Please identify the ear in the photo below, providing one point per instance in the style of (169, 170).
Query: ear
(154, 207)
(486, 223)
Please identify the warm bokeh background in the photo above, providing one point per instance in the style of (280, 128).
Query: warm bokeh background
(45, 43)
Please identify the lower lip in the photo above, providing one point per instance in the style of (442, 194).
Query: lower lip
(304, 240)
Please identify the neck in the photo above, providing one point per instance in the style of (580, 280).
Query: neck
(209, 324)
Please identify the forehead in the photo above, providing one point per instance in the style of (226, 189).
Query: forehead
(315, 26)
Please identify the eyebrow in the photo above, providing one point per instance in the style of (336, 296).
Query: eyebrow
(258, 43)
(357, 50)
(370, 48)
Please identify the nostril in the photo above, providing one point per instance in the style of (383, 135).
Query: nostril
┄┄┄┄┄┄┄┄┄┄
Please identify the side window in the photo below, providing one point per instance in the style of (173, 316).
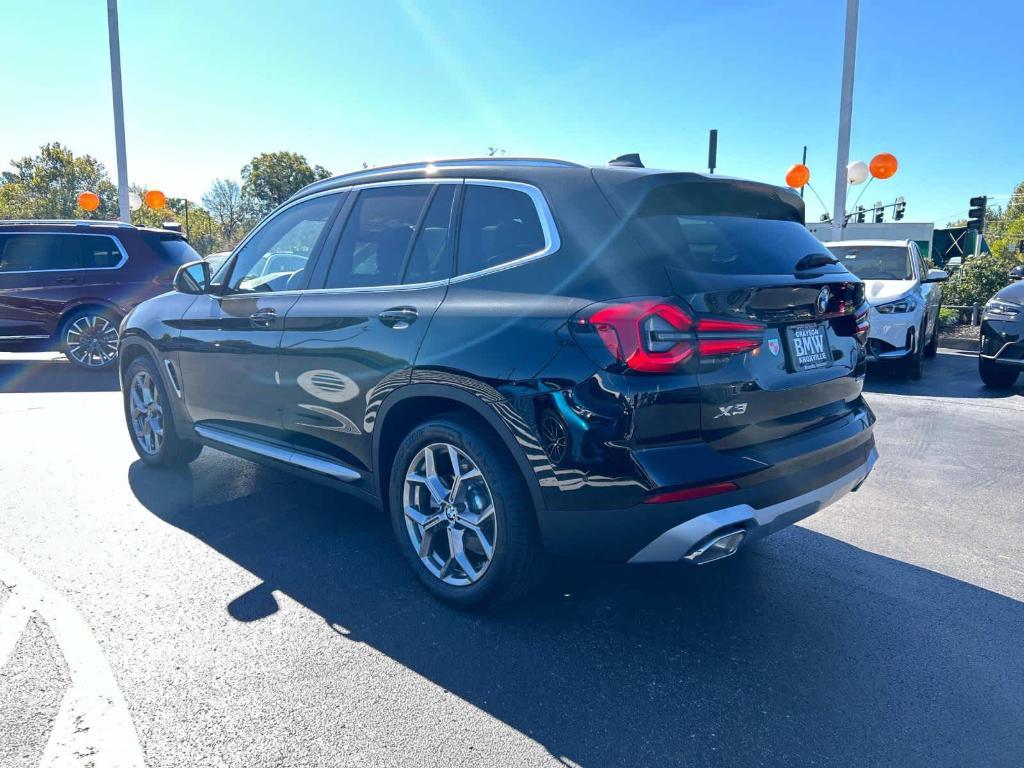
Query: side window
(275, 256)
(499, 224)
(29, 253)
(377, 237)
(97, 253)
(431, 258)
┄┄┄┄┄┄┄┄┄┄
### Assignment
A count is needed of the lines in the entries that contain "nostril". Supply only that number.

### Task result
2